• [Petikan Teks]
----------------------------------------

Semua kegiatan pendisiplinan tersebut tentulah harus

bersifat positif dan tidak mematahkan semangat kerja para

karyawan juga harus bersifat mendidik dan mengoreksi

kekeliruan agar di masa datang tidak terulang kembali kesalahan-

kesalahan yang sama.

23

5. Indikator-indikator Kedisiplinan

Pada dasarnya banyak indikator yang mempengaruhi

tingkat kedisiplinan karyawan suatu organisasi, di antaranya :

a. Tujuan dan Kemampuan

Tujuan yang akan dicapai harus jelas dan ditetapkan secara

ideal serta cukup menantang bagi kemampuan karyawan. Hal

ini berarti bahwa tujuan (pekerjaan) yang dibebankan kepada

karyawan harus sesuai dengan kemampuan karyawan

bersangkutan, agar dia bekerja sungguh-sumgguh dan disiplin

dalam mengerjakannya.

b. Teladan Pimpinan

Teladan pimpinan sangat berperan dalam menentukan

kedisiplinan karyawan karena pimpinan dijadikan teladan dan

panutan oleh para bawahannya. Dengan teladan pimpinan yang

baik, kedisiplinan bawahan pun akan ikut baik. Jika teladan

pimpinan kurang baik (kurang berdisiplin), para bawahan pun

akan kurang disiplin.

c. Balas Jasa

Balas jasa (gaji dan kesejahteraan) ikut mempengaruhi

kedisiplinan karyawan karena balas jasa akan memberikan

kepuasan dan kecintaan karyawan terhadap perusahaan atau

pekerjaannya. Jika kecintaan karyawan semakin baik terhadap

pekerjaan, kedisiplinan mereka akan semakin baik pula.

24

d. Keadilan

Keadilan yang dijadikan dasar kebijaksanaan dalam pemberian

balas jasa (pengakuan) atau hukuman akan merangsang

terciptanya kedisiplinan karyawan yang baik.

e. Pengawasan Melekat (Waskat)

Pengawasan melekat adalah tindakan nyata dan paling efektif

dalam mewujudkan kedisiplinan karyawan perusahaan.

----------------------------------------

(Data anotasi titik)

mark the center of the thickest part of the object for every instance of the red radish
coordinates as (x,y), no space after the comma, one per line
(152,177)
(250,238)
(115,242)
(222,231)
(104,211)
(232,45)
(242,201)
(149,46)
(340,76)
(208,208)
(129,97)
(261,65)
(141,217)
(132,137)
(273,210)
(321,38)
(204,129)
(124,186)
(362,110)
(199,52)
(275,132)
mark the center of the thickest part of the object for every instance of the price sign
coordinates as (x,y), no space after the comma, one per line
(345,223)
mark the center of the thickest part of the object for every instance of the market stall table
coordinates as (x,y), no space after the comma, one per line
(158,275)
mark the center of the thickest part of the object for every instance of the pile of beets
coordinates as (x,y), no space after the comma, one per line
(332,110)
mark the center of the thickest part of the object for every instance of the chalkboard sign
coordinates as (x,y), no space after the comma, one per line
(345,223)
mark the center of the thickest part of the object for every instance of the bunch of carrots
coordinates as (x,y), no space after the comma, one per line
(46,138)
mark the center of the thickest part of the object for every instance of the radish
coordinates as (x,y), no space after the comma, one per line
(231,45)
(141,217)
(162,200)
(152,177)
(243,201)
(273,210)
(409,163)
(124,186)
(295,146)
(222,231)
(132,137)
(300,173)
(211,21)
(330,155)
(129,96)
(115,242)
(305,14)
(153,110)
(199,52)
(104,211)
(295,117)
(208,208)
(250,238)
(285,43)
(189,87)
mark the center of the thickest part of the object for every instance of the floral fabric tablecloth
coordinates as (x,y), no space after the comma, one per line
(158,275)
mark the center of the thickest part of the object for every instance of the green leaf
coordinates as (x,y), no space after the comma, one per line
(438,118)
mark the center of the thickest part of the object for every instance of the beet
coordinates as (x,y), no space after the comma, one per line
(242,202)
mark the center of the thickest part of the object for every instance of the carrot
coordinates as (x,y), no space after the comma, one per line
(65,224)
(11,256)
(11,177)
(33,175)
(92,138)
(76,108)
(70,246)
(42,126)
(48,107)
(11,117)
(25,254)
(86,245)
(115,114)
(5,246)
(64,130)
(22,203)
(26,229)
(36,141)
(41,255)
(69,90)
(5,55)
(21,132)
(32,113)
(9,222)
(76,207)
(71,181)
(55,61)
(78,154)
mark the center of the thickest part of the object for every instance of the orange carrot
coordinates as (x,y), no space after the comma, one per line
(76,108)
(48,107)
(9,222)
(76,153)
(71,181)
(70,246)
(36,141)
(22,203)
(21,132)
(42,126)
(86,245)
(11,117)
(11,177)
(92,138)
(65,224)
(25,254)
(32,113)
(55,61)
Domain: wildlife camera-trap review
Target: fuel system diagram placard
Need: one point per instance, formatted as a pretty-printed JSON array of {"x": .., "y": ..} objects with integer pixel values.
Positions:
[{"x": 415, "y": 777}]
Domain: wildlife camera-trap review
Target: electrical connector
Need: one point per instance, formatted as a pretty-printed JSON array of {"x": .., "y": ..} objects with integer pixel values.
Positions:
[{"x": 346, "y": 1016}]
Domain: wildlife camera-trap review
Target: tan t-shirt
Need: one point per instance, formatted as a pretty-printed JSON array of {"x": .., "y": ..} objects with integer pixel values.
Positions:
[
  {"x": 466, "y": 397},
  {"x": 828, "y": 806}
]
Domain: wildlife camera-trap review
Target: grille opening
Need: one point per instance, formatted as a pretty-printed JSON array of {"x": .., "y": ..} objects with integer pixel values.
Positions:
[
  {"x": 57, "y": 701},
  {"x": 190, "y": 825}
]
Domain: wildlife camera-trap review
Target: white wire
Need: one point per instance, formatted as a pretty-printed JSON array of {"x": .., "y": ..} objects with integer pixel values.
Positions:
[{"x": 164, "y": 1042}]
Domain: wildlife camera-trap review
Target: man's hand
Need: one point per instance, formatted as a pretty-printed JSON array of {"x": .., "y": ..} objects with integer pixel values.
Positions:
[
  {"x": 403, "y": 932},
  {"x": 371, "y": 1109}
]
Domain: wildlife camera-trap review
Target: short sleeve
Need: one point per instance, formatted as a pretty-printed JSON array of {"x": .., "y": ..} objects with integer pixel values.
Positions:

----------------------------------------

• [Petunjuk Tugas]
**A.** Kutip bagian petikan mulai dari "kedisiplinan karyawan karena pimpinan" sampai dengan "akan kurang disiplin.".
**B.** Menurut petikan, apa yang disebut sebagai tindakan nyata dan paling efektif dalam mewujudkan kedisiplinan karyawan perusahaan?
Data tersebut merupakan bahan yang terpisah dari petikan.

• [Jawaban Lengkap]
**A.**
kedisiplinan karyawan karena pimpinan dijadikan teladan dan

panutan oleh para bawahannya. Dengan teladan pimpinan yang

baik, kedisiplinan bawahan pun akan ikut baik. Jika teladan

pimpinan kurang baik (kurang berdisiplin), para bawahan pun

akan kurang disiplin.

**B.** Pengawasan melekat (waskat).